- [INFORMATION SHOWN]
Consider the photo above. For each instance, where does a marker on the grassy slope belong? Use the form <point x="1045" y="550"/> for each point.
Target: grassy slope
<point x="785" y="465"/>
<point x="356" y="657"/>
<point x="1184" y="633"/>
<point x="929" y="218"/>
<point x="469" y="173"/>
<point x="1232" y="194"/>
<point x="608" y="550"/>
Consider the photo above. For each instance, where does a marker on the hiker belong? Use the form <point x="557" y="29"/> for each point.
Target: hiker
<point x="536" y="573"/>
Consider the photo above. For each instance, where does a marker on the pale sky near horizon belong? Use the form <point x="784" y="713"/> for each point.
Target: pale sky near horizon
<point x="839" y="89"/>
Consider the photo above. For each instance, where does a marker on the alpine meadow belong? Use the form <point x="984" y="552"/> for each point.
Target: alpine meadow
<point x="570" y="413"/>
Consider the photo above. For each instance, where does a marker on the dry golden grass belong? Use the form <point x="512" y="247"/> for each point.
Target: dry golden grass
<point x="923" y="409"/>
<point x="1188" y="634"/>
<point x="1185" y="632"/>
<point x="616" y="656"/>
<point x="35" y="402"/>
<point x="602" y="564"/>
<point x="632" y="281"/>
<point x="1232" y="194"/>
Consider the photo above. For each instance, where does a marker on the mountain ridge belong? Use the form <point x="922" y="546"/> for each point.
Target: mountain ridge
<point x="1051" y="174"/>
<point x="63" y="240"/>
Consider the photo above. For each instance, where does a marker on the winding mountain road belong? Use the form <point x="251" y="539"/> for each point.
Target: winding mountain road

- [WORK INSTRUCTION] Reproduce the entries above in full and exactly.

- [RESPONSE TO THE EXERCISE]
Consider the photo above. For each instance, where does a marker on the grassy slope belong? Use the form <point x="1045" y="550"/> for each point.
Target: grassy slope
<point x="785" y="465"/>
<point x="356" y="657"/>
<point x="1184" y="633"/>
<point x="929" y="218"/>
<point x="469" y="173"/>
<point x="1232" y="194"/>
<point x="608" y="550"/>
Consider the photo above. For each instance, where does a marker on the hiker belong? Use the form <point x="557" y="29"/> for each point.
Target: hiker
<point x="536" y="573"/>
Consider the photo above. For each instance, where does a marker on the pale sky near horizon belong? Use the form <point x="784" y="713"/> for each point.
Target: pale sky near horizon
<point x="839" y="89"/>
Consider the photo above. For each instance, where does a marker on the alpine meadow belong? Use the form <point x="984" y="552"/> for each point.
Target: alpine meadow
<point x="570" y="413"/>
Consider the photo above. For each instance, where does a marker on the dry golden grass belong? Use the form <point x="512" y="247"/> for each point.
Target: dry golden grass
<point x="923" y="409"/>
<point x="1188" y="634"/>
<point x="1185" y="632"/>
<point x="616" y="656"/>
<point x="35" y="402"/>
<point x="602" y="564"/>
<point x="632" y="281"/>
<point x="1232" y="194"/>
Consider the photo above. For each instance, where does a marker on the mountain ridge belong? Use the form <point x="922" y="546"/> for each point.
Target: mountain ridge
<point x="1051" y="174"/>
<point x="63" y="240"/>
Consider the photo above. For each instance, where does a marker on the winding mountain road belong? Use the form <point x="251" y="539"/> for each point.
Target: winding mountain road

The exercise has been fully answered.